→ **WHAT YOU WILL DO**:
Print, please, the line that contains "Where can you spot the fountain upper" and each line after it to the end of the entries, unchanged and with nothing else.

→ **STORED RECORDS**:

※

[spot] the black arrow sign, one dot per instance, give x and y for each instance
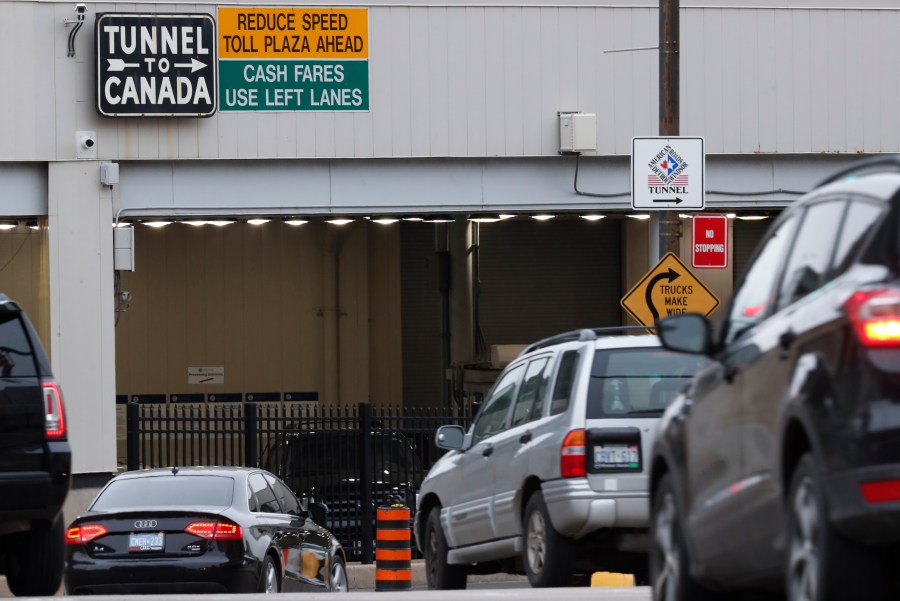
(670, 275)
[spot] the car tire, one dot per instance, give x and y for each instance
(670, 563)
(338, 581)
(438, 573)
(549, 557)
(38, 561)
(269, 580)
(821, 563)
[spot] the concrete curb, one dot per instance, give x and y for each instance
(362, 576)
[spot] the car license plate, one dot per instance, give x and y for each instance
(146, 541)
(617, 456)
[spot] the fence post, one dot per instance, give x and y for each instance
(250, 413)
(132, 436)
(366, 452)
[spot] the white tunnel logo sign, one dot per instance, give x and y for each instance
(156, 65)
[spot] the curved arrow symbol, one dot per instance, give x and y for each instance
(670, 275)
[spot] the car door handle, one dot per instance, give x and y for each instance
(785, 341)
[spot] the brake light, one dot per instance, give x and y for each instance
(572, 455)
(881, 491)
(55, 421)
(78, 535)
(875, 315)
(215, 530)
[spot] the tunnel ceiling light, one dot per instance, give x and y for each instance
(486, 218)
(438, 219)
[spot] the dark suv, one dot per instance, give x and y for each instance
(35, 460)
(324, 465)
(779, 466)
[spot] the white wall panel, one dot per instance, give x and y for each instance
(470, 80)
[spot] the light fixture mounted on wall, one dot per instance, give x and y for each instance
(78, 22)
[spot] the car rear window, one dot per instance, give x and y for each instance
(166, 491)
(630, 382)
(16, 354)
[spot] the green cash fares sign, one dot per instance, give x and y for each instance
(293, 59)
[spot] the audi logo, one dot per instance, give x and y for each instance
(145, 524)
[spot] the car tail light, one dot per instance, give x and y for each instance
(78, 535)
(215, 530)
(55, 417)
(881, 491)
(572, 455)
(875, 315)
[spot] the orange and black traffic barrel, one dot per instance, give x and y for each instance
(393, 553)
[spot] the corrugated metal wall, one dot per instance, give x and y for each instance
(539, 279)
(473, 81)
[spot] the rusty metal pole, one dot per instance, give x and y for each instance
(669, 28)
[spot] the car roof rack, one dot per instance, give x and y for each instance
(870, 164)
(582, 335)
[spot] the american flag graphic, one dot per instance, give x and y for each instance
(654, 180)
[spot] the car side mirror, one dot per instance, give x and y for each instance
(687, 333)
(450, 438)
(318, 512)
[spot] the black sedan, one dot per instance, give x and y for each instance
(200, 529)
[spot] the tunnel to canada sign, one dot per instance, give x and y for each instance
(293, 59)
(156, 65)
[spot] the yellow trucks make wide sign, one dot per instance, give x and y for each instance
(668, 289)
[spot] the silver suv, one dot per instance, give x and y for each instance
(551, 477)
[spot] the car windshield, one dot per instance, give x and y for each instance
(166, 491)
(639, 381)
(330, 458)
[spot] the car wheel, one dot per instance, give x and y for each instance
(339, 582)
(549, 556)
(38, 561)
(268, 577)
(822, 564)
(670, 573)
(438, 573)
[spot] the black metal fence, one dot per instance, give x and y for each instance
(352, 458)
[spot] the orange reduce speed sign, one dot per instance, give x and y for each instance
(668, 289)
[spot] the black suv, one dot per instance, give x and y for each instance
(778, 468)
(324, 465)
(35, 460)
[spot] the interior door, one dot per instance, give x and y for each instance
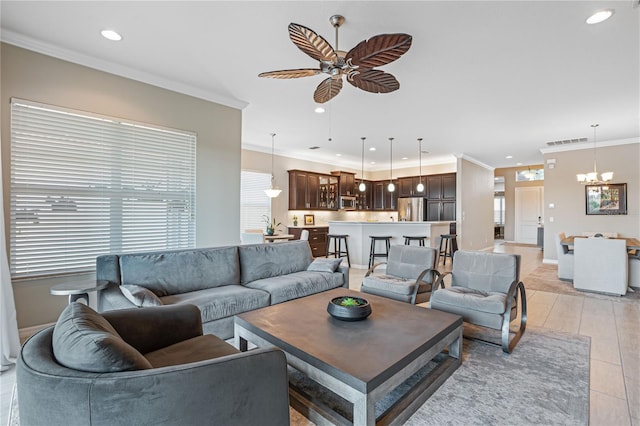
(528, 213)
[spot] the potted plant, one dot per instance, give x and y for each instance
(271, 224)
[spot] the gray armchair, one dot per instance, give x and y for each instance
(484, 291)
(147, 366)
(410, 274)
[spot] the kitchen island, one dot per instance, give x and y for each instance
(359, 232)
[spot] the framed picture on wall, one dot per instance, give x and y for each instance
(309, 219)
(606, 199)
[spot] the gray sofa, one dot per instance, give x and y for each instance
(220, 281)
(149, 366)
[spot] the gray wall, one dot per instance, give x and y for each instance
(562, 189)
(41, 78)
(474, 205)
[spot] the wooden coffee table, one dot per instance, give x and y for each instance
(360, 361)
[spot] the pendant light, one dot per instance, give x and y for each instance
(420, 186)
(273, 191)
(362, 187)
(391, 186)
(591, 178)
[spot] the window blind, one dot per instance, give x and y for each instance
(83, 185)
(254, 203)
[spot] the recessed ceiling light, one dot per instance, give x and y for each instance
(599, 16)
(111, 35)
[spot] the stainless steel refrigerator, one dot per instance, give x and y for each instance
(411, 209)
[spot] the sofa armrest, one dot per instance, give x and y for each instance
(149, 329)
(345, 273)
(234, 390)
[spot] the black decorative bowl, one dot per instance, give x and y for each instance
(346, 308)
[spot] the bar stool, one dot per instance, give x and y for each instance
(372, 251)
(408, 238)
(450, 247)
(337, 246)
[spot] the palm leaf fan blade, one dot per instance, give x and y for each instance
(311, 43)
(286, 74)
(374, 81)
(379, 50)
(326, 90)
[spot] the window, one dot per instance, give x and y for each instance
(83, 185)
(254, 203)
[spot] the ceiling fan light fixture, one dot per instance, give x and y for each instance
(600, 16)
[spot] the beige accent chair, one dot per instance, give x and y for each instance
(601, 265)
(565, 259)
(486, 290)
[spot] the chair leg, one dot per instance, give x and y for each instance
(507, 346)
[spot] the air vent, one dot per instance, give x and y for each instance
(567, 141)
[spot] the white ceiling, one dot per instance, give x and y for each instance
(485, 79)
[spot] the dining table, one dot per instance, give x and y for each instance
(278, 237)
(632, 243)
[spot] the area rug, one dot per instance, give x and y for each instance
(545, 278)
(544, 381)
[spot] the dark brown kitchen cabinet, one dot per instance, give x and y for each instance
(408, 186)
(347, 182)
(304, 190)
(441, 210)
(364, 199)
(382, 198)
(441, 186)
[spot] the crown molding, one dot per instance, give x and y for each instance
(20, 40)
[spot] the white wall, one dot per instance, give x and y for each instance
(568, 196)
(32, 76)
(474, 205)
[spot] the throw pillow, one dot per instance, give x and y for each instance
(83, 340)
(325, 264)
(140, 296)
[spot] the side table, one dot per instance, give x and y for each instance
(78, 290)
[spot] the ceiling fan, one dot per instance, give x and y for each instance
(357, 64)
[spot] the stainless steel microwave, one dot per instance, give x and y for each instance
(347, 202)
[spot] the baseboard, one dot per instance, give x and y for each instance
(25, 333)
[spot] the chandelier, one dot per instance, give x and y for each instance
(591, 178)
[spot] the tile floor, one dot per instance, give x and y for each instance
(614, 328)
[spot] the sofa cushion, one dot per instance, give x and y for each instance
(196, 349)
(323, 264)
(140, 296)
(221, 302)
(84, 340)
(297, 284)
(272, 260)
(173, 272)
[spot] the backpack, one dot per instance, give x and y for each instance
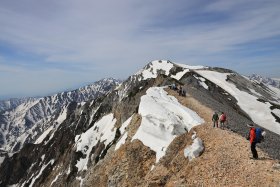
(259, 137)
(215, 117)
(223, 117)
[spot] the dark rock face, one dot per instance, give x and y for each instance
(39, 113)
(56, 156)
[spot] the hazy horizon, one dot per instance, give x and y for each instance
(50, 46)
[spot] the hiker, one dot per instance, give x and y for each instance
(181, 91)
(215, 119)
(223, 119)
(252, 137)
(174, 86)
(255, 135)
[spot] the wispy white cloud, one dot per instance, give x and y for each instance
(96, 36)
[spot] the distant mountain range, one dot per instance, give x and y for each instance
(24, 120)
(136, 133)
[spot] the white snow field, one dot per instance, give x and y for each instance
(163, 118)
(194, 150)
(259, 112)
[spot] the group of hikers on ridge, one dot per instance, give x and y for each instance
(216, 119)
(180, 90)
(255, 135)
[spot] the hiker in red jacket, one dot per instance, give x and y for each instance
(252, 137)
(223, 119)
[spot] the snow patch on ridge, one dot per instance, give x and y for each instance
(163, 118)
(180, 74)
(194, 150)
(259, 112)
(155, 66)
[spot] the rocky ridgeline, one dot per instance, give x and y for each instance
(64, 158)
(27, 121)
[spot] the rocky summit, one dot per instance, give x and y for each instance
(146, 132)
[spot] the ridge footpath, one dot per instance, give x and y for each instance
(226, 159)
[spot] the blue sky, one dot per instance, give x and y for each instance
(50, 46)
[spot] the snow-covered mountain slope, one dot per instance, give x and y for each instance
(249, 98)
(265, 80)
(13, 103)
(138, 129)
(29, 120)
(157, 131)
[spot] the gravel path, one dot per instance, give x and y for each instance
(237, 120)
(225, 161)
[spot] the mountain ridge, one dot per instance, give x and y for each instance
(94, 143)
(35, 114)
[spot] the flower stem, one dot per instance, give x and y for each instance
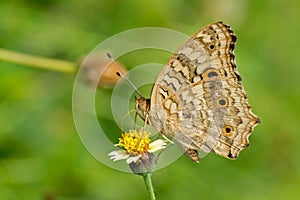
(148, 182)
(38, 62)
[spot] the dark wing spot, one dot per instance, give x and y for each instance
(212, 74)
(222, 102)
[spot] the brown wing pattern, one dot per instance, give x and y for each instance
(198, 98)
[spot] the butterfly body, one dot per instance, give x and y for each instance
(198, 99)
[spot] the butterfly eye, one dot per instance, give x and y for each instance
(227, 130)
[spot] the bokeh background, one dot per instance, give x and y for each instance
(41, 155)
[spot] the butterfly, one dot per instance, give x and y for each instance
(198, 98)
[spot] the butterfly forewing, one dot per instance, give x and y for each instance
(198, 98)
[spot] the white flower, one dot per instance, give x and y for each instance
(135, 145)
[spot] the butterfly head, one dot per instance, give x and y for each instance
(142, 104)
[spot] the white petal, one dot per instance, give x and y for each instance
(118, 155)
(157, 145)
(133, 158)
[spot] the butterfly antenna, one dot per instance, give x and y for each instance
(123, 76)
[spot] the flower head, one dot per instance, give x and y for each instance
(138, 151)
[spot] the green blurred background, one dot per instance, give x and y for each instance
(41, 155)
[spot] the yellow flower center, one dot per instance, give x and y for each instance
(135, 142)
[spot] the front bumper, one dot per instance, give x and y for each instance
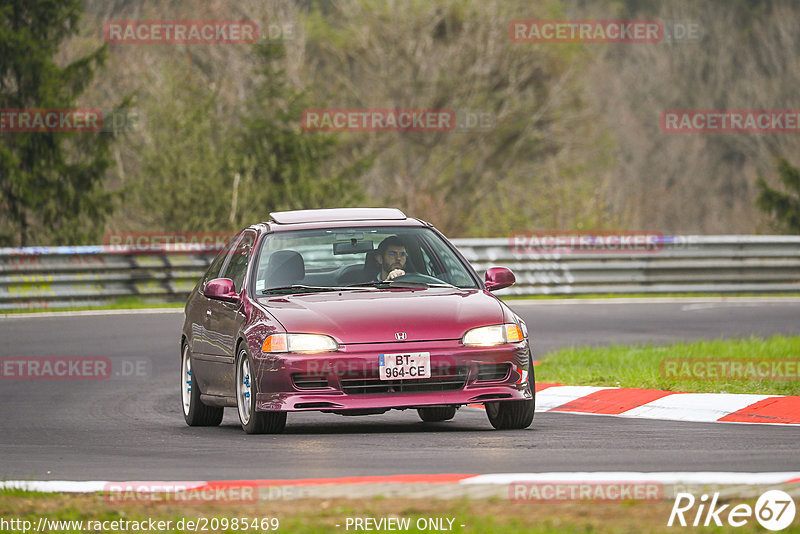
(348, 378)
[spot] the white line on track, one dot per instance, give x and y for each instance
(89, 313)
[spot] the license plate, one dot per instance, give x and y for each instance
(405, 366)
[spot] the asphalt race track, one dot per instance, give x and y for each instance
(131, 427)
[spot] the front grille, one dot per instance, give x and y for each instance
(302, 381)
(493, 372)
(442, 379)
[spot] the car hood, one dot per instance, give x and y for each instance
(375, 316)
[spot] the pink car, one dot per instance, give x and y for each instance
(353, 312)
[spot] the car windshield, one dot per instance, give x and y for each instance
(314, 260)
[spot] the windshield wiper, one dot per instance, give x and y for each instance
(297, 288)
(400, 283)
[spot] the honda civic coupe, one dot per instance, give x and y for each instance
(351, 312)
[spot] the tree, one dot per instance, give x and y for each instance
(51, 182)
(281, 166)
(784, 207)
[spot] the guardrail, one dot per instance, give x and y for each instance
(45, 277)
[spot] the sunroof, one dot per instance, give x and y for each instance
(337, 214)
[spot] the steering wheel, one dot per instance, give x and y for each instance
(417, 277)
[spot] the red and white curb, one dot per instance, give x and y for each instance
(441, 486)
(669, 405)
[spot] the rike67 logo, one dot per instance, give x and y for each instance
(774, 510)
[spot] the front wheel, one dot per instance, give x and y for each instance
(194, 411)
(253, 422)
(514, 415)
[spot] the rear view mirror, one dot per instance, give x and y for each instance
(498, 278)
(352, 247)
(221, 289)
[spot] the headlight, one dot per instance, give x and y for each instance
(486, 336)
(306, 343)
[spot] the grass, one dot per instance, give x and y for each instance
(134, 302)
(307, 516)
(641, 366)
(122, 303)
(642, 295)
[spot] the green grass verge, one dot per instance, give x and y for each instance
(642, 296)
(311, 516)
(122, 303)
(641, 366)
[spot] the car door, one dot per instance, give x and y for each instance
(224, 320)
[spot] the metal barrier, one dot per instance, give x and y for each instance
(46, 277)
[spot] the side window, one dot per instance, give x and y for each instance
(218, 262)
(240, 259)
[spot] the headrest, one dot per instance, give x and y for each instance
(285, 267)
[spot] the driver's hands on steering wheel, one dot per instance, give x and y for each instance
(394, 274)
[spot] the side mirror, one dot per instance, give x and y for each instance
(221, 289)
(498, 278)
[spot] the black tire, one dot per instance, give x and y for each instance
(435, 414)
(253, 422)
(514, 415)
(194, 411)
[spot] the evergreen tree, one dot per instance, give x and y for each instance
(785, 207)
(51, 182)
(282, 166)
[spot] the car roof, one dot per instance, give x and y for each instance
(337, 214)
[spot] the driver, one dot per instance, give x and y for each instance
(392, 257)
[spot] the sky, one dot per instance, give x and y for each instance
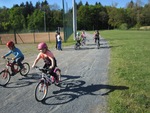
(120, 3)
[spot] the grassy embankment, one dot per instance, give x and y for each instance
(130, 67)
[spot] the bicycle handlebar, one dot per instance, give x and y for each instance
(41, 68)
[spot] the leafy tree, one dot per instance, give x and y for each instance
(16, 18)
(4, 20)
(35, 21)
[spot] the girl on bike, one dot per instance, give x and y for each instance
(96, 36)
(48, 57)
(19, 57)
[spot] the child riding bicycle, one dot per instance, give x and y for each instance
(48, 57)
(19, 57)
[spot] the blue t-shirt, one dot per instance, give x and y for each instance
(16, 52)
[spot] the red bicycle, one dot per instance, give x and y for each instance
(5, 74)
(45, 81)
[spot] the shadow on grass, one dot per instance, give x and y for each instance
(74, 89)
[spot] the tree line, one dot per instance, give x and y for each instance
(26, 17)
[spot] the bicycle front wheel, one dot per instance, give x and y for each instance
(4, 77)
(41, 91)
(25, 70)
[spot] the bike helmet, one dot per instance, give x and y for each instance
(10, 44)
(42, 45)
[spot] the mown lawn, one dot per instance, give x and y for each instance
(129, 67)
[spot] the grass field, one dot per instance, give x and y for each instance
(130, 67)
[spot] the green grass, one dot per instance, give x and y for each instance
(130, 67)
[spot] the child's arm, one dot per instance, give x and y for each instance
(35, 61)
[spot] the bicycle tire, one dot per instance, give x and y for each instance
(4, 77)
(25, 70)
(58, 73)
(41, 91)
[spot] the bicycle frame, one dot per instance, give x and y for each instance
(9, 65)
(46, 79)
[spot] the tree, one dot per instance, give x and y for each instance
(16, 18)
(35, 21)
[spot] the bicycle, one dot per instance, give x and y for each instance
(5, 74)
(46, 80)
(97, 43)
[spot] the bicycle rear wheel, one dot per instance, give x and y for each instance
(41, 91)
(25, 70)
(4, 77)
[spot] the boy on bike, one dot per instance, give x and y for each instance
(19, 57)
(96, 36)
(48, 57)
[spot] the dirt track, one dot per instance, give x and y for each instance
(83, 89)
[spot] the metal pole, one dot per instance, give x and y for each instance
(44, 22)
(74, 19)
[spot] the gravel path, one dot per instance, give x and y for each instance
(84, 79)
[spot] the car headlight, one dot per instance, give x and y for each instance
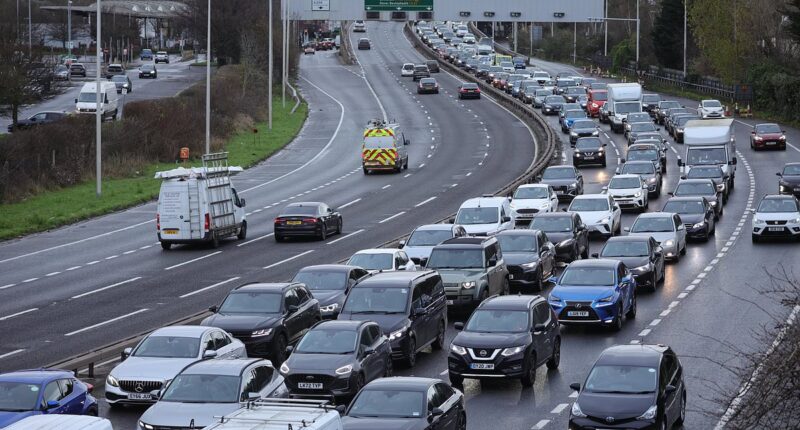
(512, 351)
(262, 332)
(649, 414)
(110, 380)
(460, 350)
(576, 411)
(344, 370)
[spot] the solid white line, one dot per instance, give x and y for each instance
(192, 261)
(107, 287)
(289, 259)
(208, 287)
(425, 201)
(255, 240)
(350, 203)
(18, 314)
(106, 322)
(9, 354)
(346, 236)
(391, 217)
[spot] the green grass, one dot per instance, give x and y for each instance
(52, 209)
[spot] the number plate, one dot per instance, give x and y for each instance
(310, 385)
(481, 366)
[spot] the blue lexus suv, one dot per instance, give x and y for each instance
(597, 292)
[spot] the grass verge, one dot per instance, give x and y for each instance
(52, 209)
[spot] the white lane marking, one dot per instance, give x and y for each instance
(106, 322)
(255, 240)
(208, 287)
(75, 242)
(9, 354)
(88, 293)
(391, 217)
(289, 259)
(346, 236)
(7, 317)
(193, 260)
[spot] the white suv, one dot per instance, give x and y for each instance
(629, 191)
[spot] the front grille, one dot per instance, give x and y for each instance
(140, 386)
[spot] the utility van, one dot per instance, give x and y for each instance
(86, 103)
(200, 204)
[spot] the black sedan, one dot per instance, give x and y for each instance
(330, 284)
(641, 254)
(335, 359)
(696, 213)
(566, 231)
(307, 219)
(530, 257)
(410, 403)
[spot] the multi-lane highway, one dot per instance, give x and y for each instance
(67, 291)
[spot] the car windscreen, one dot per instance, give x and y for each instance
(18, 396)
(625, 249)
(621, 380)
(684, 207)
(498, 321)
(377, 261)
(251, 302)
(321, 341)
(517, 242)
(777, 205)
(168, 347)
(589, 205)
(428, 237)
(365, 299)
(653, 225)
(587, 276)
(322, 279)
(454, 258)
(388, 403)
(695, 189)
(202, 388)
(706, 156)
(469, 216)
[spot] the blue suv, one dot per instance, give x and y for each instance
(596, 292)
(42, 391)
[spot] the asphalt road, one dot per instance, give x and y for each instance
(172, 79)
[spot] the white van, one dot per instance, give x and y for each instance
(86, 102)
(200, 204)
(61, 422)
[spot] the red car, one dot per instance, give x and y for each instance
(597, 98)
(765, 136)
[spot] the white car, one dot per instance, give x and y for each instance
(485, 216)
(629, 191)
(776, 216)
(382, 260)
(599, 212)
(666, 228)
(407, 70)
(531, 199)
(710, 109)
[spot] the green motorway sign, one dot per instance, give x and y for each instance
(398, 5)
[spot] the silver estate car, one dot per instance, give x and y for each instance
(163, 354)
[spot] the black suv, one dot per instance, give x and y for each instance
(266, 317)
(472, 269)
(410, 308)
(506, 337)
(635, 386)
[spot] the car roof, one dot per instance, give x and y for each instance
(632, 355)
(227, 367)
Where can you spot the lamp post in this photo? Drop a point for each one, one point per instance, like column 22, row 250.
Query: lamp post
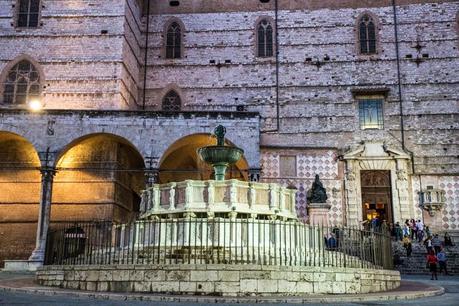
column 35, row 104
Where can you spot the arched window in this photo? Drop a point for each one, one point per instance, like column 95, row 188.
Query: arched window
column 174, row 41
column 264, row 38
column 171, row 102
column 22, row 83
column 28, row 13
column 367, row 35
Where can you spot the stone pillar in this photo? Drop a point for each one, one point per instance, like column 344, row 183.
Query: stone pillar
column 254, row 174
column 318, row 213
column 151, row 177
column 47, row 175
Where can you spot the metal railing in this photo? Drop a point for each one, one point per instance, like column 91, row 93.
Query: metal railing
column 218, row 241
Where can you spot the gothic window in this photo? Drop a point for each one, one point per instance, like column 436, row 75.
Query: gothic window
column 174, row 41
column 22, row 84
column 172, row 102
column 371, row 114
column 367, row 35
column 264, row 39
column 28, row 13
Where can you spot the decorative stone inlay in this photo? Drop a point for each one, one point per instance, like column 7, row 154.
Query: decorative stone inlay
column 218, row 197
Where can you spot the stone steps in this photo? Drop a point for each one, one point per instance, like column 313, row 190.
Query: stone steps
column 416, row 263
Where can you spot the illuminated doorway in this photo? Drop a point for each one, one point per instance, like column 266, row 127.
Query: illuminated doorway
column 376, row 195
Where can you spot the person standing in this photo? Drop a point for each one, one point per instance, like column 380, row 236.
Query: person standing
column 441, row 257
column 447, row 240
column 436, row 243
column 428, row 244
column 407, row 245
column 413, row 230
column 398, row 232
column 406, row 228
column 432, row 263
column 420, row 232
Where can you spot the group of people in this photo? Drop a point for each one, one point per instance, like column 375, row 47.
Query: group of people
column 415, row 231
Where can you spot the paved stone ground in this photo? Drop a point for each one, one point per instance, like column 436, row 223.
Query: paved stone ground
column 412, row 284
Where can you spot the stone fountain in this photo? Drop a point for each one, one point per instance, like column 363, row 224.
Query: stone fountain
column 220, row 157
column 221, row 237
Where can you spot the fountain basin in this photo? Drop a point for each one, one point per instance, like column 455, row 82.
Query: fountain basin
column 220, row 157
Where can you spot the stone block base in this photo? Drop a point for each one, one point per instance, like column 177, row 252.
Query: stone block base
column 22, row 265
column 223, row 280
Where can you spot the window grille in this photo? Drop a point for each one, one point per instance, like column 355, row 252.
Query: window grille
column 367, row 35
column 174, row 41
column 265, row 39
column 28, row 13
column 171, row 102
column 22, row 84
column 371, row 114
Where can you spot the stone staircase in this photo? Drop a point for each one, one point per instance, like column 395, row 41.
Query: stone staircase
column 416, row 263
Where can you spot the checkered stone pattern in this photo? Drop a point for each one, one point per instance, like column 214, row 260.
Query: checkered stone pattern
column 269, row 165
column 416, row 184
column 451, row 210
column 325, row 165
column 334, row 193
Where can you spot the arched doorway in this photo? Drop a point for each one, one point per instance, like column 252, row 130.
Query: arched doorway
column 181, row 162
column 19, row 196
column 99, row 177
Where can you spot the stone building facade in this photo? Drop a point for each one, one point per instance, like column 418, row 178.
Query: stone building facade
column 105, row 69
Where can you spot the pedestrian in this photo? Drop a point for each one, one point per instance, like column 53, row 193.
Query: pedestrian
column 420, row 230
column 436, row 243
column 447, row 240
column 406, row 228
column 441, row 257
column 398, row 232
column 413, row 230
column 428, row 244
column 428, row 233
column 432, row 264
column 407, row 245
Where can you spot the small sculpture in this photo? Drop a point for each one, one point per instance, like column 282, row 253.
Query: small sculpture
column 317, row 193
column 220, row 132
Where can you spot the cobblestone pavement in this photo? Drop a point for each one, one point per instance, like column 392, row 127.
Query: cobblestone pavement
column 450, row 298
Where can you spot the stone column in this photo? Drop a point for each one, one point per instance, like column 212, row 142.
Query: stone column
column 47, row 175
column 254, row 174
column 151, row 177
column 318, row 213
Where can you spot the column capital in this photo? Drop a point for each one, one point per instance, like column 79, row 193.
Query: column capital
column 151, row 176
column 254, row 174
column 47, row 171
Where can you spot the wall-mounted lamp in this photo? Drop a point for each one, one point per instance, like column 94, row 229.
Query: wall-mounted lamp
column 35, row 104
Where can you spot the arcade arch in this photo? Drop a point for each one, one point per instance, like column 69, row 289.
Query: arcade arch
column 99, row 176
column 19, row 196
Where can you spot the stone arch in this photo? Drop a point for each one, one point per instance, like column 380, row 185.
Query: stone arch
column 180, row 161
column 12, row 63
column 372, row 156
column 168, row 23
column 19, row 196
column 377, row 26
column 271, row 21
column 99, row 176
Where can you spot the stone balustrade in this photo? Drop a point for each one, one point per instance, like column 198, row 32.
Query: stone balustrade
column 225, row 198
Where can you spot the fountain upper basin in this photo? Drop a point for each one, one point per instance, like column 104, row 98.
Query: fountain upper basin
column 220, row 154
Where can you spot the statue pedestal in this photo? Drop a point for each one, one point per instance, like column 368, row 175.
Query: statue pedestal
column 318, row 213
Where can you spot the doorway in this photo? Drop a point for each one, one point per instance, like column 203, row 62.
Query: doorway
column 376, row 195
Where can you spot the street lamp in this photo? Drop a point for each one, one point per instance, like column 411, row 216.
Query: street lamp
column 35, row 104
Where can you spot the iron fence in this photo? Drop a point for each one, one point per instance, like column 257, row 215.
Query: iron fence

※

→ **TASK RESULT**:
Where can you spot the fountain upper basin in this photo? Drop a point for each one, one point per instance, like column 104, row 98.
Query: fountain upper basin
column 220, row 154
Where can you spot the statue pedestal in this photo? Drop a point for each one, one point per instance, like column 368, row 175.
Query: statue pedestal
column 318, row 213
Where can you spot the doorway in this photo? Drop a point for each one, one point per instance, like column 203, row 62.
Query: doorway
column 376, row 195
Where can you spot the street lamp in this photo? Drop a point for each one, one point per instance, like column 411, row 216.
Query: street lamp
column 35, row 104
Where can you spot the iron fence in this photo? Drop a point for each one, one point per instance, like column 257, row 215.
Query: iron fence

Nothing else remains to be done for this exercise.